● **LAVORO RICHIESTO**:
1. Restituisci fedelmente il passo del testo sulle migrazioni e la musica che si apre con le parole "Pochi anni prima, nel" e si chiude con "(pubblicato nel 1835)".
2. Nel testo sulle migrazioni e la musica, quale personaggio del Don Pasquale si proponeva di emigrare?
3. Prosegui il testo sulle migrazioni e la musica dal punto in cui si interrompe.

● **TESTO ESTRATTO**:
________

Cercherò Lontana Terra
“Cercherò lontana terra
dove gemer sconosciuto;
là vivrò col cuore in guerra
deplorando il ben perduto.”
(Gaetano
Donizetti,
Don
Pasquale, 1843)

I Brani
Le migrazioni (più o meno volontarie)
hanno sempre fatto parte della storia dell’homo sapiens: un fenomeno
estremamente “plastico”, soggetto anche a variabilità improvvise. In una
sola generazione, gli Italiani sono passati, dal ricordo dei propri
padri / nonni emigrati a cercar fortuna, al confronto – per la prima
volta nella loro storia – con migliaia di immigrati delle più diverse
etnie e provenienze, fino a leggere, non in pubblicazioni
specialistiche, ma nella stampa quotidiana: «Chi non ha sentito parlare
di ventenni e trentenni che si sono trasferiti o che si stanno per
trasferire in terre lontane per cercare fortuna? Ogni anno sono circa
600-700 i giovani bergamaschi che si trasferiscono all’estero». [L’Eco
di Bergamo – 13/1/2013]
Da quando, col Romanticismo, la musica
ha scoperto di poter essere un corrispettivo dei moti dell’anima, si è
aperta la possibilità (enorme quanto altrettanto potenzialmente
distruttiva) di essere un “altrove” rispetto alla realtà di tutti i
giorni: viandanti, pellegrini verso l’Oriente, “donne senz’ombra” (e
uomini senza immagine nello specchio …) tutti alla ricerca di una verità
spirituale negata da un mondo che non a caso proprio allora cominciava a
essere dominato dalla produzione industriale (mentre ora pare esserlo da
un’ancora più “incomprensibile” finanza globale). Se vi è un’opera come
nessuna “quarantottesca”, è Lohengrin: con baldanza
eroica, l’artista prova a riportare nella storia giustizia, bellezza e
purezza (valori ormai disponibili solo in “un altro mondo”).
Pochi anni prima, nel 1843, era un
tenore del melodramma italiano che si proponeva di emigrare (per
delusione d’amore): era Ernesto nel Don Pasquale, non a caso opera di
ambientazione “moderna”. Però parecchio tempo doveva passare perché il
tema dell’emigrazione di massa trovasse eco nelle sale da concerto, e
non solo perché una nuova espressione artistica (il cinema) meglio si
prestava a interpretarlo. Quando si tratta di scappare, non ci si può
“portar dietro i pianoforti”: all’insegna della precarietà, qualche
violino, clarinetto, fisarmonica e soprattutto il “riuso” di melodie –
magari nate con altro scopo – da cantare per farsi coraggio durante il
viaggio e da conservare poi gelosamente a destinazione come legame con
la propria patria avara e rimpianta.
La storia di queste melodie è
anch’essa un’avventura. Il famosissimo inno (pubblicato nel 1835)

________

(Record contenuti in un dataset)

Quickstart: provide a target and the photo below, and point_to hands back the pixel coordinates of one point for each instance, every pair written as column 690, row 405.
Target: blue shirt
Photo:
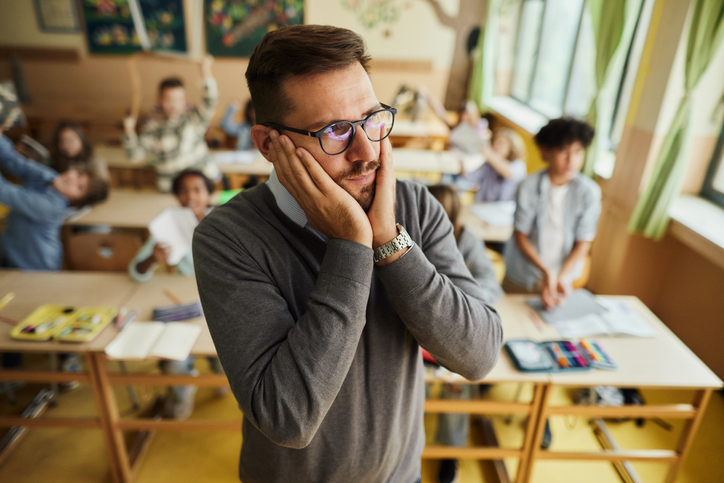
column 583, row 207
column 241, row 130
column 31, row 240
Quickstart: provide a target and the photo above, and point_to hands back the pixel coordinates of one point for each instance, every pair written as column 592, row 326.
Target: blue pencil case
column 549, row 356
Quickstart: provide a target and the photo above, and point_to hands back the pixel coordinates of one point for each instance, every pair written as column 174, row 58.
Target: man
column 319, row 341
column 173, row 137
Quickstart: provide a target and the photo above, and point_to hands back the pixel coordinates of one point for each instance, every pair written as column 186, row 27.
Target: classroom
column 500, row 260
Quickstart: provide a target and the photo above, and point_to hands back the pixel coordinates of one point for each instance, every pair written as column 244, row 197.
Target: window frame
column 717, row 162
column 569, row 70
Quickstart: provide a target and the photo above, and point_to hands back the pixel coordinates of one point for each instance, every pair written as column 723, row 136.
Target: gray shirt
column 480, row 266
column 583, row 207
column 321, row 347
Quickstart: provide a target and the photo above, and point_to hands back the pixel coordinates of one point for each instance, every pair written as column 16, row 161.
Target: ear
column 261, row 139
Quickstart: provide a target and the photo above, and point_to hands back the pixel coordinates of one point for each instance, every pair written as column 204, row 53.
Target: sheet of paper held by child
column 175, row 227
column 584, row 315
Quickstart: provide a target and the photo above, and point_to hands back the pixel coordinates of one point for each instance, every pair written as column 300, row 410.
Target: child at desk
column 453, row 428
column 240, row 130
column 72, row 150
column 504, row 167
column 556, row 216
column 31, row 240
column 174, row 135
column 193, row 190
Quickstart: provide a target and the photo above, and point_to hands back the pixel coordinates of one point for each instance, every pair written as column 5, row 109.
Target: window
column 714, row 183
column 554, row 71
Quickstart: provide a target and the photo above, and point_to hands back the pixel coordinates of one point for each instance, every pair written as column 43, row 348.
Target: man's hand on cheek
column 329, row 208
column 382, row 212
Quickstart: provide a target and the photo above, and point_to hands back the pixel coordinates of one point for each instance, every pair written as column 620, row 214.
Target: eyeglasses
column 335, row 138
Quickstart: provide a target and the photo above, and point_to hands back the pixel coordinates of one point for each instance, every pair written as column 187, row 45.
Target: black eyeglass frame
column 363, row 122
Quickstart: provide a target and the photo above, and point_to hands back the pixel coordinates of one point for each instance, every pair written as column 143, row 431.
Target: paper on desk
column 499, row 213
column 142, row 340
column 618, row 319
column 234, row 157
column 174, row 226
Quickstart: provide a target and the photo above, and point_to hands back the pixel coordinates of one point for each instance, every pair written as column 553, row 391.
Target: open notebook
column 154, row 340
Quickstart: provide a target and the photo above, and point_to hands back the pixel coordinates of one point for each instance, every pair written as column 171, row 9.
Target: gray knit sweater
column 321, row 347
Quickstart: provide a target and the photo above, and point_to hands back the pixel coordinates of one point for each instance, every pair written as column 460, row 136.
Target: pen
column 6, row 299
column 562, row 360
column 172, row 296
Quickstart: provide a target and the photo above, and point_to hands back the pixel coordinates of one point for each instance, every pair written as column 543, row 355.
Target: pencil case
column 597, row 357
column 548, row 356
column 64, row 323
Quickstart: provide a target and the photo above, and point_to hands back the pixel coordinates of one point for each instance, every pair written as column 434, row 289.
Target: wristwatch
column 402, row 240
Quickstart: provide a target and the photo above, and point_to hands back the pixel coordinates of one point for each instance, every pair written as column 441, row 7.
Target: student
column 556, row 216
column 504, row 167
column 174, row 135
column 193, row 190
column 452, row 428
column 31, row 240
column 72, row 150
column 241, row 130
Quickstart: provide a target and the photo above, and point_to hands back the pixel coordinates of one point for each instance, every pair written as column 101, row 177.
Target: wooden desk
column 661, row 362
column 483, row 230
column 127, row 209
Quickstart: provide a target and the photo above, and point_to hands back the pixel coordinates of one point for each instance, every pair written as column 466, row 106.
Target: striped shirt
column 174, row 145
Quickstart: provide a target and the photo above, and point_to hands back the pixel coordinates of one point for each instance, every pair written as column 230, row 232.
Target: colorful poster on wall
column 110, row 28
column 235, row 27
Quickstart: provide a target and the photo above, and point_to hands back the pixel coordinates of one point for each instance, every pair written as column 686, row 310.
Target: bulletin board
column 110, row 30
column 235, row 27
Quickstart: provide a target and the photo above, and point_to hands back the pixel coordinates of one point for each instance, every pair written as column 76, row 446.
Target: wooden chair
column 101, row 251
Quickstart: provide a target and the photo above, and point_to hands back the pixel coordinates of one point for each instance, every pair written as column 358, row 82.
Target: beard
column 366, row 195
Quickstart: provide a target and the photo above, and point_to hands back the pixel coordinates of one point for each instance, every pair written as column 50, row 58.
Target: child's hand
column 161, row 252
column 205, row 64
column 129, row 124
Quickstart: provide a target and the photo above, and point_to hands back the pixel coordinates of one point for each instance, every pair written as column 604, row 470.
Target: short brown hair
column 293, row 51
column 97, row 190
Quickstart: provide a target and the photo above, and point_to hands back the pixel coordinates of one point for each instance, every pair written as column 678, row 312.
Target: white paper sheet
column 175, row 226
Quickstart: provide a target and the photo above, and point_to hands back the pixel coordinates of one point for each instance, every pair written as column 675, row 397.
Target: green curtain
column 651, row 215
column 608, row 19
column 482, row 81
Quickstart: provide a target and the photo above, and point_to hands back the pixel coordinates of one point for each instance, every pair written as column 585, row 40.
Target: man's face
column 72, row 184
column 341, row 95
column 565, row 162
column 172, row 101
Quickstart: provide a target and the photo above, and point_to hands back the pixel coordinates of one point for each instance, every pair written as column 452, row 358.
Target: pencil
column 172, row 296
column 6, row 299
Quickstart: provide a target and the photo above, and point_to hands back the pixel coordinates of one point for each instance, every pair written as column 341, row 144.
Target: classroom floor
column 62, row 455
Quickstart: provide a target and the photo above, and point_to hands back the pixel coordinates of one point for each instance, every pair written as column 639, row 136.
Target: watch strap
column 400, row 242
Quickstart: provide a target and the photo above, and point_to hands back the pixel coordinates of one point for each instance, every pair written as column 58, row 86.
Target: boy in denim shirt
column 556, row 216
column 31, row 240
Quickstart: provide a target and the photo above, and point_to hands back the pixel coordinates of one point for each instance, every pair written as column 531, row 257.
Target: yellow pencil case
column 64, row 323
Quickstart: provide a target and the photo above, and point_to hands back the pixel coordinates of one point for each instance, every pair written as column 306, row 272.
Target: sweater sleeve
column 480, row 266
column 439, row 301
column 285, row 368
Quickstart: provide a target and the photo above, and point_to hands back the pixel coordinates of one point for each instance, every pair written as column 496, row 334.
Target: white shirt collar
column 286, row 201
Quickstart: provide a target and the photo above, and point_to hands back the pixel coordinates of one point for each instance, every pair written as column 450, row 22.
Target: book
column 584, row 315
column 174, row 226
column 154, row 340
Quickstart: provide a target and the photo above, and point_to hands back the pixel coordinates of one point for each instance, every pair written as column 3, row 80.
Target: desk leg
column 701, row 399
column 534, row 432
column 109, row 416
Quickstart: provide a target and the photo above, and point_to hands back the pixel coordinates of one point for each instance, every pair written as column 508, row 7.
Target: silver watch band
column 400, row 242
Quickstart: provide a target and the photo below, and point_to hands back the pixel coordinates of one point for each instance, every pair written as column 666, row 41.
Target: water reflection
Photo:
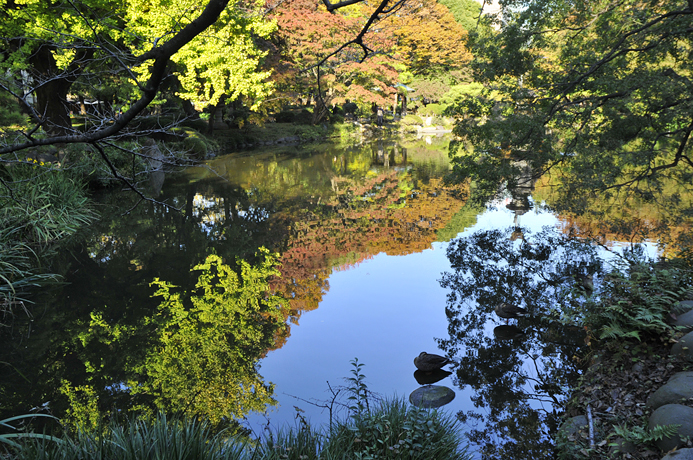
column 104, row 340
column 521, row 372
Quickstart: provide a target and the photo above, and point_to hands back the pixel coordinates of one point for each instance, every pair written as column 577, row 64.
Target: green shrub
column 635, row 302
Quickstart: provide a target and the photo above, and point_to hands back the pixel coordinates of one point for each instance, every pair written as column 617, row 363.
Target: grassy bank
column 374, row 429
column 630, row 336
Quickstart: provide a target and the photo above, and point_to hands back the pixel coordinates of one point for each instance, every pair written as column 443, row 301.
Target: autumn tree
column 429, row 40
column 312, row 42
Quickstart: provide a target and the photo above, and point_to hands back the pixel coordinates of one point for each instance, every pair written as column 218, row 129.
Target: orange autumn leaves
column 421, row 38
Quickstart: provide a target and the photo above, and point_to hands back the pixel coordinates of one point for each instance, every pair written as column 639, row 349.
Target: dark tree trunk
column 51, row 92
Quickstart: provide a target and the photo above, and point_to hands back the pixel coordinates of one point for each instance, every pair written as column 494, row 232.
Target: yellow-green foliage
column 203, row 361
column 222, row 61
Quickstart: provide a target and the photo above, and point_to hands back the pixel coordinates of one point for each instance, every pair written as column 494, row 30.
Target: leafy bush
column 635, row 302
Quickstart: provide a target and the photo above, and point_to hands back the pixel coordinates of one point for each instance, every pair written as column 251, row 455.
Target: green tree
column 204, row 361
column 600, row 92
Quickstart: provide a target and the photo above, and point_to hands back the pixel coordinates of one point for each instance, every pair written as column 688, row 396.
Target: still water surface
column 362, row 234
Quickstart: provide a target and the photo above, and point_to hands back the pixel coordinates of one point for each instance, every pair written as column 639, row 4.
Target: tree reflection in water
column 521, row 372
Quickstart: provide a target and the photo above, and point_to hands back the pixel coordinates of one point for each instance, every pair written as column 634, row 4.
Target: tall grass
column 385, row 430
column 137, row 439
column 39, row 206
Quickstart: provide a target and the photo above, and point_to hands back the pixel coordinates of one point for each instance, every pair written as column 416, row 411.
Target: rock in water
column 431, row 396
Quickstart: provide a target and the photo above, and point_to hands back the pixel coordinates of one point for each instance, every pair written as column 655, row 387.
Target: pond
column 369, row 256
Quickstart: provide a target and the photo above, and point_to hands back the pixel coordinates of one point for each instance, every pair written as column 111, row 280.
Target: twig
column 591, row 426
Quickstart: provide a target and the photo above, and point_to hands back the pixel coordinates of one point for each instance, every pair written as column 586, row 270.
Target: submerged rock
column 431, row 396
column 678, row 388
column 427, row 378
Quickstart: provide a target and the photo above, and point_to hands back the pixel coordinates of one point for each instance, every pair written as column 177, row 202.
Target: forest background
column 593, row 98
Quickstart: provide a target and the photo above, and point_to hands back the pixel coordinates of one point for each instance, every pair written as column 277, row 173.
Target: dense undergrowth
column 630, row 331
column 374, row 429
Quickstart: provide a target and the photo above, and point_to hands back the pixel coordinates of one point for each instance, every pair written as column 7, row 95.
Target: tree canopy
column 597, row 92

________

● **RISPOSTE FORNITE**:
1.
Pochi anni prima, nel 1843, era un
tenore del melodramma italiano che si proponeva di emigrare (per
delusione d’amore): era Ernesto nel Don Pasquale, non a caso opera di
ambientazione “moderna”. Però parecchio tempo doveva passare perché il
tema dell’emigrazione di massa trovasse eco nelle sale da concerto, e
non solo perché una nuova espressione artistica (il cinema) meglio si
prestava a interpretarlo. Quando si tratta di scappare, non ci si può
“portar dietro i pianoforti”: all’insegna della precarietà, qualche
violino, clarinetto, fisarmonica e soprattutto il “riuso” di melodie –
magari nate con altro scopo – da cantare per farsi coraggio durante il
viaggio e da conservare poi gelosamente a destinazione come legame con
la propria patria avara e rimpianta.
La storia di queste melodie è
anch’essa un’avventura. Il famosissimo inno (pubblicato nel 1835)

2. Ernesto, il tenore, per delusione d'amore.

3.
“Amazing
Grace” fu scritto dal capitano negriero
John
Newton (1725-1807): è come se
Caronte, nel traghettare i dannati, non li bastonasse col remo, ma
li accompagnasse cantando “Grazia sorprendente, com’è dolce il suono /
che ha salvato un miserabile come me. / Ero perduto, ma ora sono
ritrovato / ero cieco, ma ora vedo”. Frank Ticheli così presenta la sua
versione per orchestra di fiati: «desideravo che riflettesse la potente
semplicità delle parole e della melodia; che fosse sincera, diretta,
onesta e che cercasse verità e autenticità senza usare armonie insolite
e astuti trucchetti. Credo che quella musica abbia il potere di condurci
in un luogo che le parole da sole non sono in grado di raggiungere». Ne
risulta una strumentazione raffinata e per nulla enfatica, nella quale
curiosamente si intrufolano richiami wagneriani di “idilli” e “mormorii
della foresta”.
L’emigrazione sarda nel secondo
dopoguerra, indirizzata alle attività minerarie e industriali del nord
Europa (Belgio, Olanda, Germania), ritrovò in una canzone all’amata
lontana (scritta qualche decennio prima dall’avvocato
Salvatore Sini e musicata nel 1921 da
Giuseppe Rachel, maestro della banda di Nuoro), un elemento che
univa chi era partito e chi era restato, un canto di solitudine e
sofferenza per il distacco da casa, e insieme di speranza: “Non posso
riposare, amore del cuore, / sto pensando a te ogni momento. / Non
essere triste gioiello d’oro, / né in dispiacere o in pensiero. / Se mi
fosse possibile (…) / ruberei dal cielo / il sole e le stelle e formerei
/ un mondo bellissimo per te”. Le Variazioni sinfoniche su “Non
potho reposare” di Hardy Mertens prendono spunto non solo dalla
melodia, ma anche da ciò che essa rappresenta per il mondo sardo (che il
compositore olandese ha più volte amorevolmente “rappresentato” in
musica) per dar vita a un’ampia partitura che combina la tradizione
orchestrale “colta” con elementi popolari, cantabilità distese con
ostinati ritmici. Dal punto di vista formale non si tratta di variazioni
in senso stretto, ma di una serie di “pannelli musicali”, in qualche
modo analoghi a quelli pittorici che accompagnano le narrazioni dei
cantastorie.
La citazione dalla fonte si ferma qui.